# [Tasks to complete]
1. Would you write out the passage on Iranian hardliners and moderates from "Commentators who perceive" to "hardliner be elected."?
2. Does the passage on Iranian hardliners and moderates below agree with each statement: (a) the 2021 Annual Threat Assessment addresses whether Iran intends to field nuclear weapons; (b) the Reagan administration was criticized for relying operationally on the hardliner versus moderate split; (c) the Supreme Leader's power depends on who holds the presidency? Answer yes or no for each, quoting the deciding words.

Commentators who perceive major differences between Iranian “hardliners” and “moderates” often volunteer the warning that the election of a “hardliner” to the Iranian presidency would tilt the country toward nuclear weaponry.  This warning is sometimes accompanied by another: The US should avoid acting harshly toward Tehran lest a hardliner be elected. 

Without discounting the fact that Iran has politics and politicians displaying varying degrees of pragmatism versus dogma, one should not ignore the decisive power of the Supreme Leader—power that is close to absolute irrespective of who fills the presidency. During the Iran-Contra days in the mid-1980s, the Ronald Reagan administration faced withering criticism for putting stock operationally in the “hardliner” versus “moderate” dichotomy. Over three decades later, prominent Iranian “moderates” often dispatched to meet informally with Americans have no qualms at all in upholding and celebrating Tehran’s advances in Lebanon, Syria, Iraq, and Yemen—advances that have helped wreck countries and terrorize their inhabitants.

The just-released 2021 Annual Threat Assessment of the US Intelligence Community is silent on this issue of supposed significant policy differences—as opposed to differing methodological approaches—among supporters of clerical rule. It is also silent on the question of whether Iran intends to field nuclear weapons under any circumstances—short, perhaps, of a perceived imminent regime change threat.  Naturally, the old intelligence truism applies here: One may reliably and objectively measure capabilities, but not intentions. Still, estimating intent is the obligatory heavy intellectual lifting required of useful intelligence analysis; estimates that policymakers ideally read and reflect upon.

# [Provided material]
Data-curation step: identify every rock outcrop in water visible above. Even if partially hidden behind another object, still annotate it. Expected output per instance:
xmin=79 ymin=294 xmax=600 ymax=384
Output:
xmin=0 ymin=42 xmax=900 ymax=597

# [Exercise responses]
1.
Commentators who perceive major differences between Iranian “hardliners” and “moderates” often volunteer the warning that the election of a “hardliner” to the Iranian presidency would tilt the country toward nuclear weaponry.  This warning is sometimes accompanied by another: The US should avoid acting harshly toward Tehran lest a hardliner be elected.

2.
(a) No: "It is also silent on the question of whether Iran intends to field nuclear weapons under any circumstances"
(b) Yes: "the Ronald Reagan administration faced withering criticism for putting stock operationally in the “hardliner” versus “moderate” dichotomy"
(c) No: "power that is close to absolute irrespective of who fills the presidency"